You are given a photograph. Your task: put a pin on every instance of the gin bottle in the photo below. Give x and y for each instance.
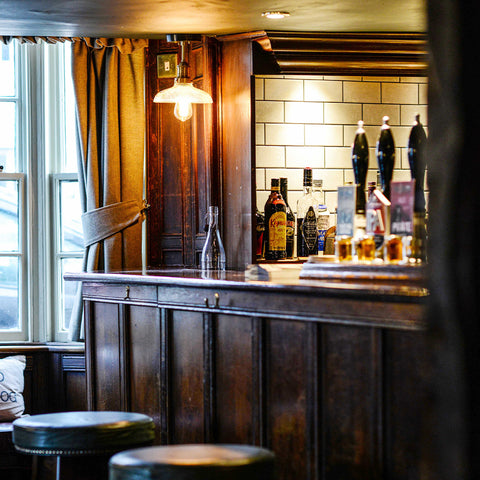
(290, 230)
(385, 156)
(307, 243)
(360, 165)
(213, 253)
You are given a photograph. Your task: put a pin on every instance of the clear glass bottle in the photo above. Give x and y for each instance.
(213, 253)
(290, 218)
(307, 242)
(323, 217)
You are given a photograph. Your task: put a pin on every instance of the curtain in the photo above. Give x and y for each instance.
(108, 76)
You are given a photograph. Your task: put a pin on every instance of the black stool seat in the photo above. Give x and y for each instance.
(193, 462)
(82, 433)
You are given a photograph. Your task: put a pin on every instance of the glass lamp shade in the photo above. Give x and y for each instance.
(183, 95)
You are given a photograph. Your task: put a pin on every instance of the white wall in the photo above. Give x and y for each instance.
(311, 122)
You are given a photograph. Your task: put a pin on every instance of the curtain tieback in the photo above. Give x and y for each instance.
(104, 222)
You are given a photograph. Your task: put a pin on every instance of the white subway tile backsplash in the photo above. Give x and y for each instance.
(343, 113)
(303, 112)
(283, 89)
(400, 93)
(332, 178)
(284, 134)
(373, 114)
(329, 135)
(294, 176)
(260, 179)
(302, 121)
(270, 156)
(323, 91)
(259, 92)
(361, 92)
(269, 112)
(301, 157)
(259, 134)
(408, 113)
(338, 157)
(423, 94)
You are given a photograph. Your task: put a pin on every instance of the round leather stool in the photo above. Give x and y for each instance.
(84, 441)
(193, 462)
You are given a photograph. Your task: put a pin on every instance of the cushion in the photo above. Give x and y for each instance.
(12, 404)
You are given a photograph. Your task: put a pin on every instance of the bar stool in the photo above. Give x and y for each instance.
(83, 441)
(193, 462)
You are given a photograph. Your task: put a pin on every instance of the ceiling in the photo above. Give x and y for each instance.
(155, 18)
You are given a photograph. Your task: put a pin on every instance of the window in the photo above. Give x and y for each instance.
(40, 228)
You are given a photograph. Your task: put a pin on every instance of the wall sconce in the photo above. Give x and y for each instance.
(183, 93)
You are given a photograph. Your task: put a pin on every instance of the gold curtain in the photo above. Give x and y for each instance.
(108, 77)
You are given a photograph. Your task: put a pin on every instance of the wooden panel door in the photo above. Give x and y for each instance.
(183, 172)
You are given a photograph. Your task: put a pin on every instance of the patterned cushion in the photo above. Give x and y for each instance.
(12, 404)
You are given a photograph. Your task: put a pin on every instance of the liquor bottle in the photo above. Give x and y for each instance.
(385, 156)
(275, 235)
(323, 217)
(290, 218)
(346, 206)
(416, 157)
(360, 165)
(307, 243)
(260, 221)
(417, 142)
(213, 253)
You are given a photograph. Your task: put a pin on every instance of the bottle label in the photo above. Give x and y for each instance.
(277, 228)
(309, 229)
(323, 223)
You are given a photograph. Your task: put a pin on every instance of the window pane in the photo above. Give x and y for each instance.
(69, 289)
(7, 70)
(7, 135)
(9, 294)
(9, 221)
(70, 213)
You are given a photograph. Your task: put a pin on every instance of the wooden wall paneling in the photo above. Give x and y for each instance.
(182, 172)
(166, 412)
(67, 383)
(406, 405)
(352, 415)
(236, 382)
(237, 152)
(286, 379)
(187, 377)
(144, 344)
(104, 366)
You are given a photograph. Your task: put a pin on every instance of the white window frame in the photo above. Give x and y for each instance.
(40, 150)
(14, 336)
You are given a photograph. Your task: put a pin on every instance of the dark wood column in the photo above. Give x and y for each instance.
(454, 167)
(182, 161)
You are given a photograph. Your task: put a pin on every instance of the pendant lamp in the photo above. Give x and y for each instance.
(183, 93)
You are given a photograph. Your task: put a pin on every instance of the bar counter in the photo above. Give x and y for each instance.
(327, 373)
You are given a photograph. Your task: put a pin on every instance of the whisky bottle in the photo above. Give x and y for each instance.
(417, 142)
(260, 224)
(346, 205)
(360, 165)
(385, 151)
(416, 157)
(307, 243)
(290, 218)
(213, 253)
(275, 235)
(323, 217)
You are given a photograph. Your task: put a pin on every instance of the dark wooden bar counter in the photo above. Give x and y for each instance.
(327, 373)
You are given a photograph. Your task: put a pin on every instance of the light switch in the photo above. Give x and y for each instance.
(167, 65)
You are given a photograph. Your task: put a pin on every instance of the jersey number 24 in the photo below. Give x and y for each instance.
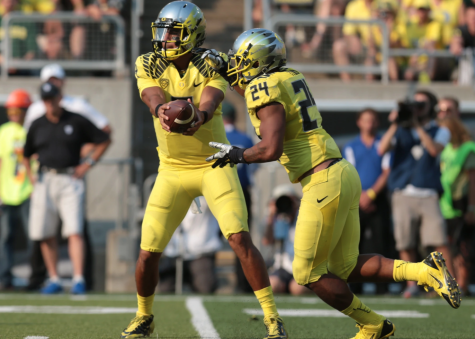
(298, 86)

--------------------------------------------------

Copy every entry exactly as written. Pictures are excluded.

You are given a photograph. Your task: put a pin on every instance of the gin bottle in the photo below. Give x and y for each instance.
(290, 230)
(385, 156)
(307, 243)
(360, 165)
(213, 253)
You are given a photograph. Your task: put a pin on every instance of the clear glass bottle in the photo above. Give x and y for each instance.
(213, 253)
(290, 218)
(307, 242)
(323, 217)
You are given a photograph. Your task: put a pin on every instance of the curtain in the photo above. Give x and y for each instance.
(108, 76)
You are given a photograph. Your task: put a pin on every instance of the black stool seat in the photo above. Give x and y for each instance.
(193, 462)
(82, 433)
You are given a photograph. Your task: put a pin on every instance of the glass lamp shade in the photo above. Give x and y for each instance.
(183, 95)
You are given a photograph. Your task: put a pin on every instance of the white wall in the photo above. Give x and y for each instance.
(311, 122)
You are given a photograph. Your task: put a pin on every instance of the curtain tieback in the photo above. Give x and y for each instance.
(104, 222)
You are given a photograph. Your task: put a pin on every instance of the white subway tile backsplash in the photo above. Give x and y for each instance.
(343, 113)
(303, 112)
(283, 89)
(400, 93)
(332, 178)
(284, 134)
(373, 114)
(329, 135)
(294, 176)
(260, 179)
(302, 121)
(270, 156)
(323, 91)
(259, 92)
(361, 92)
(269, 112)
(301, 157)
(259, 134)
(408, 113)
(338, 157)
(423, 94)
You are given a photograph. Your task: put a pin on every instance of the round leather stool in the photo above. Give x and y for each instance.
(84, 441)
(193, 462)
You are given a photograph. Your task: put a pin on every instance of the cushion in the photo above. Give x and y for each instance.
(12, 404)
You are given a photograph. Your task: put a pin on every instance of the bar stool in the photo above. Give x and y for each instance.
(83, 441)
(193, 462)
You are given a photograph. Your task: put a pin on every instance of the ceiling in the photo above. Give x and y for each instance.
(155, 18)
You are given a photograph. Your task: put a pin on every instance of the window in the photo above. Give x and y for each instance.
(40, 228)
You are given a photograph. Your task: put a pin on every instance of the wall sconce in the photo above. Give x and y for each instance.
(183, 93)
You are given a photograph. Your task: put a pin on every instance of the gold curtain in the photo above. Give x and y for each instance.
(108, 77)
You are given a photograph. Your task: put a pin on every instance of the wooden panel door in the photo above. Give x and y for each instance.
(183, 172)
You are given a photograph. Your task: put a pin on every instance of the patterned cushion in the photo above. Give x and y for each instance.
(12, 404)
You are given a photograph. Your task: put a pin on every instance of the liquor bottle in the photo above. Give x and y for each instance.
(385, 156)
(275, 235)
(323, 217)
(290, 218)
(346, 206)
(416, 157)
(360, 165)
(307, 243)
(260, 221)
(417, 142)
(213, 253)
You are given a photograph. Your task: put a pin on every instance of the bottle label in the photo above. Give x and y for each instance.
(277, 228)
(309, 229)
(323, 223)
You are given a photograph. Your task: put a pin on every instance of the window pane in the photo above. Give x and y for each instance.
(69, 289)
(7, 70)
(7, 135)
(9, 294)
(9, 221)
(70, 213)
You are given a photograph. Your task: put a pin on every instance of the wooden wall paneling in the photo above. Give x and y for each instance.
(182, 172)
(166, 412)
(67, 383)
(406, 405)
(352, 415)
(236, 382)
(237, 152)
(286, 379)
(187, 377)
(144, 344)
(104, 366)
You are given a photograph. Your task: put a pin on every instance of the white window frame in the photo above. Give x and y for each instance.
(40, 150)
(14, 336)
You are given a photograph. Your task: put a pin on every instance of the dark wood column in the photo above. Give x and y for each instance.
(454, 167)
(182, 161)
You are given a photograph. Your task: put a pin on every instance of the pendant lamp in the photo above. Give x and y for each instance.
(183, 93)
You are given a photograph. Your task: put a pin on every instance of the bar counter in the photo above. Give x and y for each instance.
(327, 373)
You are given a photograph. Your task: put a pin on every instance of the whisky bottle in the photo above. Give x and y for each instance.
(417, 142)
(260, 224)
(346, 205)
(360, 165)
(385, 151)
(416, 157)
(307, 243)
(290, 218)
(213, 253)
(275, 235)
(323, 217)
You are given a photograph. Your task: put a pin on every instance of the dark wooden bar counter in the photo above. Give x and y for each instance.
(327, 373)
You are given a photograph. Your task: put a pin on every instance of the light switch in the photo above. Give x and y for each instance.
(167, 65)
You are given a photograph. Your task: put a pin on every instance of the jersey number 24 in the photo below. Give x and y for each instance.
(298, 86)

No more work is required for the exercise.